* **依頼内容**:
a) 抜粋テキストで「このセッションでは」から始まる段落を、主な内容を残したまま箇条書きにまとめてください。
b) 抜粋テキストの「司会 湯本貴和 (屋久島学ソサエティ会長)」から「潮(くろかわ うしお)(森林総合研究所 山地防災研究グループ長)」までを、一字も変えずに書き写してください。

#### 抜粋テキスト ####

5.18豪雨における山岳残留事故を検証する ―未来のために経験を生かす―

テーマセッション2
オーガナイザー 小原 比呂志 (屋久島学ソサエティ理事)
司会 湯本貴和 (屋久島学ソサエティ会長)

2019年5月18日、屋久島山中で1日に1000ミリを超える豪雨が降り、県道ヤクスギランド線が崩壊、ヤクスギランドに15人?、荒川登山口に300人を超える人数が閉じ込められるという事態となった。その様子はSNSやマスコミを通じて伝えられ、全国的に発信され、さまざまな影響を残した。
 このセッションでは今回の尾立岳南斜面崩壊のメカニズムを踏まえて、当日の入山判断の多様なあり方、ガイドと登山者が直面した縄文杉荒川登山ルートの状況と現場対応、一般観光客が立ち往生したヤクスギランドの現場対応、当日出動なしのガイドたちの麓での動き、対策本部・救助側の町、消防、警察、自衛隊の対応と連携状況などを検証し、この事例を礎として今後に向けてあるべき災害対策と対応システムなどをめぐる、災害マニュアルの検討をする。

<基調講演1> 
「 山地崩壊と地質・植生との関係 」
黒川 潮(くろかわ うしお)(森林総合研究所 山地防災研究グループ長)

#### 提供アイテム ####

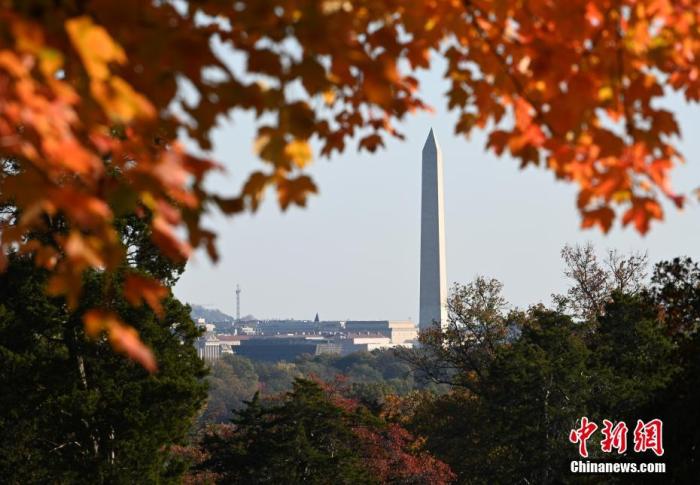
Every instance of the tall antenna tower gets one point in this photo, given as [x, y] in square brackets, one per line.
[238, 303]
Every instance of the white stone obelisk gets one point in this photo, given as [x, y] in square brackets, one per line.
[433, 276]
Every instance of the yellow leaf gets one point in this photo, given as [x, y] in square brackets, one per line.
[95, 46]
[299, 152]
[605, 93]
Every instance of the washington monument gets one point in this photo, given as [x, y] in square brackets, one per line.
[433, 277]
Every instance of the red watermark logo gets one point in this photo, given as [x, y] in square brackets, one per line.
[647, 436]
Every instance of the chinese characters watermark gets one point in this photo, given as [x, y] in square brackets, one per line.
[647, 436]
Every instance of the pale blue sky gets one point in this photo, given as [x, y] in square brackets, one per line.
[353, 253]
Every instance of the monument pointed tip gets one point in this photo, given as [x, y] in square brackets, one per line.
[430, 141]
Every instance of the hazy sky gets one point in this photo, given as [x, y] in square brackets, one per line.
[353, 253]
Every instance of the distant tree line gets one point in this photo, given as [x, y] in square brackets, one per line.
[490, 399]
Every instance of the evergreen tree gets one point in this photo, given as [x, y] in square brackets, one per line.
[73, 411]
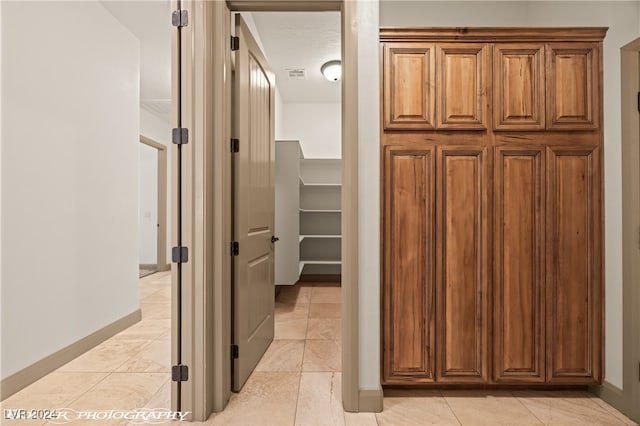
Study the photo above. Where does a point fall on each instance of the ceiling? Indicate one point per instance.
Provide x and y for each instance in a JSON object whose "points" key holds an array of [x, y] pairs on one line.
{"points": [[150, 22], [290, 40], [295, 40]]}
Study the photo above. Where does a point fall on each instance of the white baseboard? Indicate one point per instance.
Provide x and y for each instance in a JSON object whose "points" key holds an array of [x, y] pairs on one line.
{"points": [[370, 401], [39, 369], [613, 396]]}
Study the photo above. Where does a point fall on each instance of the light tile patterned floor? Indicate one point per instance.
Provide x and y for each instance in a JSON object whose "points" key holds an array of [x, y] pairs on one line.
{"points": [[297, 382], [130, 370]]}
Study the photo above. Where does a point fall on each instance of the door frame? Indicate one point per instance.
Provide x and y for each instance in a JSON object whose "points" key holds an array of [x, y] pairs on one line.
{"points": [[630, 77], [161, 236], [623, 399], [201, 98]]}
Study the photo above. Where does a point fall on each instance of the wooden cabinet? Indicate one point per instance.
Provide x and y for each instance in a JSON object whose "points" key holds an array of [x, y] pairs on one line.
{"points": [[518, 87], [519, 255], [573, 75], [409, 299], [492, 207], [462, 85], [461, 268], [409, 77], [574, 265]]}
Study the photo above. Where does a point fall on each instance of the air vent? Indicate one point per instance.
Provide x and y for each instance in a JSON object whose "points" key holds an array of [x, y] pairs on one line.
{"points": [[297, 74]]}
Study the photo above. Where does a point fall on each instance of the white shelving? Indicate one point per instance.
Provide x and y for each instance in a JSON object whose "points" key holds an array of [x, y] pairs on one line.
{"points": [[317, 202], [320, 212]]}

####

* **作業ごとの答え**:
a)
尾立岳南斜面崩壊のメカニズムを踏まえ、次の点を検証する。
- 当日の入山判断の多様なあり方
- 縄文杉荒川登山ルートでガイドと登山者が直面した状況と現場対応
- 一般観光客が立ち往生したヤクスギランドの現場対応
- 当日出動しなかったガイドたちの麓での動き
- 対策本部・救助側の町、消防、警察、自衛隊の対応と連携状況

この事例をもとに、今後の災害対策と対応システムなどについて災害マニュアルを検討する。

b)
司会 湯本貴和 (屋久島学ソサエティ会長)

2019年5月18日、屋久島山中で1日に1000ミリを超える豪雨が降り、県道ヤクスギランド線が崩壊、ヤクスギランドに15人?、荒川登山口に300人を超える人数が閉じ込められるという事態となった。その様子はSNSやマスコミを通じて伝えられ、全国的に発信され、さまざまな影響を残した。
 このセッションでは今回の尾立岳南斜面崩壊のメカニズムを踏まえて、当日の入山判断の多様なあり方、ガイドと登山者が直面した縄文杉荒川登山ルートの状況と現場対応、一般観光客が立ち往生したヤクスギランドの現場対応、当日出動なしのガイドたちの麓での動き、対策本部・救助側の町、消防、警察、自衛隊の対応と連携状況などを検証し、この事例を礎として今後に向けてあるべき災害対策と対応システムなどをめぐる、災害マニュアルの検討をする。

<基調講演1> 
「 山地崩壊と地質・植生との関係 」
黒川 潮(くろかわ うしお)(森林総合研究所 山地防災研究グループ長)